Please extract the passage of the R ANOVA text below from "aov(formula, data = NULL, projections" to "group the data.", copying it word for word.

:: DOCUMENT SEGMENT ::
--

One-way ANOVA is a statistical method used to compare the means of three or more populations/groups to determine if at least one group mean is statistically different from the others. It’s particularly useful in experimental design to assess the effect of different treatments or conditions on a measured response variable.

The base R installation provides functions like aov() for conducting ANOVA tests and TukeyHSD() for post-hoc analysis, which allows for multiple comparisons after the ANOVA to determine which groups differ.

The aov() function in R is a fundamental tool for conducting Analysis of Variance (ANOVA). It’s part of R’s base packages, meaning it’s readily available without the need for installing additional libraries. ANOVA is a technique used to compare means across two or more groups, and aov() is specifically designed to handle one-way ANOVA, as well as other ANOVA-related tests.

Basics of ANOVA in R

The Analysis of Variance function aov()

The basic syntax of the aov() function is as follows:

aov(formula, data = NULL, projections = FALSE, qr = TRUE, contrasts = NULL, ...)
  • formula: A formula specifying the model. It typically takes the form response ~ factor(s), where response is the dependent variable and factor(s) indicates the independent variable(s) or factor(s) that group the data.
  • data: A data frame in which the variables specified in the formula will be found. If missing, the variables are searched for in the environment. If R doesn’t find the variables in the current environment, it then searches through the environments of attached packages and datasets.
  • projections: An optional vector specifying a subset of observations to be used in the fitting process. This is covered in a more advanced course.
  • qr: An optional vector of weights to be used in the fitting process, a numerical method used in linear algebra to solve linear equations and least squares problems. Setting qr = TRUE (the default) enables the use of this method, which can affect the computational efficiency and numerical stability of the model fitting.
  • contrasts: The contrasts parameter allows for specifying how categorical variables (factors) are coded into numerical contrasts, which can influence the interpretation of the model’s coefficients. R has default contrast coding schemes. This is covered in a more advanced course.

--

:: EXTRACTED DATA ::

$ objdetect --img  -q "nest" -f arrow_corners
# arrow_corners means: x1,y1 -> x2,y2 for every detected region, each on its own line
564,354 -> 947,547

--

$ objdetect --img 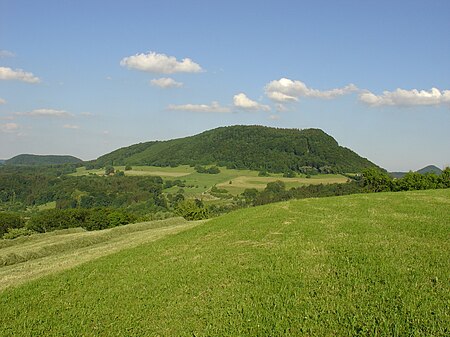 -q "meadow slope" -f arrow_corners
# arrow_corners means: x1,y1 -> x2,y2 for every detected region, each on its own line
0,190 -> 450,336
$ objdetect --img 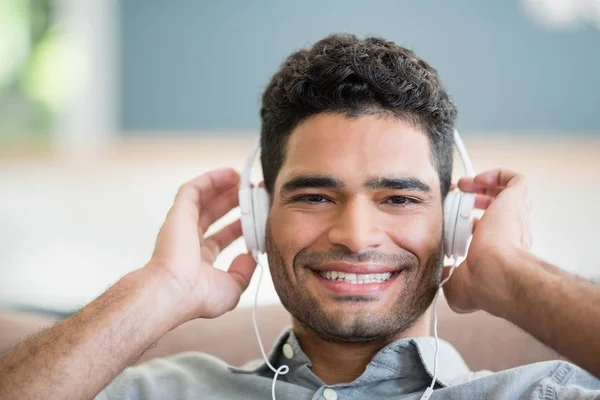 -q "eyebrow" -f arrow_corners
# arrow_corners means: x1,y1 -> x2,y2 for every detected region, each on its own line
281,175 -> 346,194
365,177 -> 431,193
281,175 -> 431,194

--

:: COMPLETE RESPONSE ::
aov(formula, data = NULL, projections = FALSE, qr = TRUE, contrasts = NULL, ...)
  • formula: A formula specifying the model. It typically takes the form response ~ factor(s), where response is the dependent variable and factor(s) indicates the independent variable(s) or factor(s) that group the data.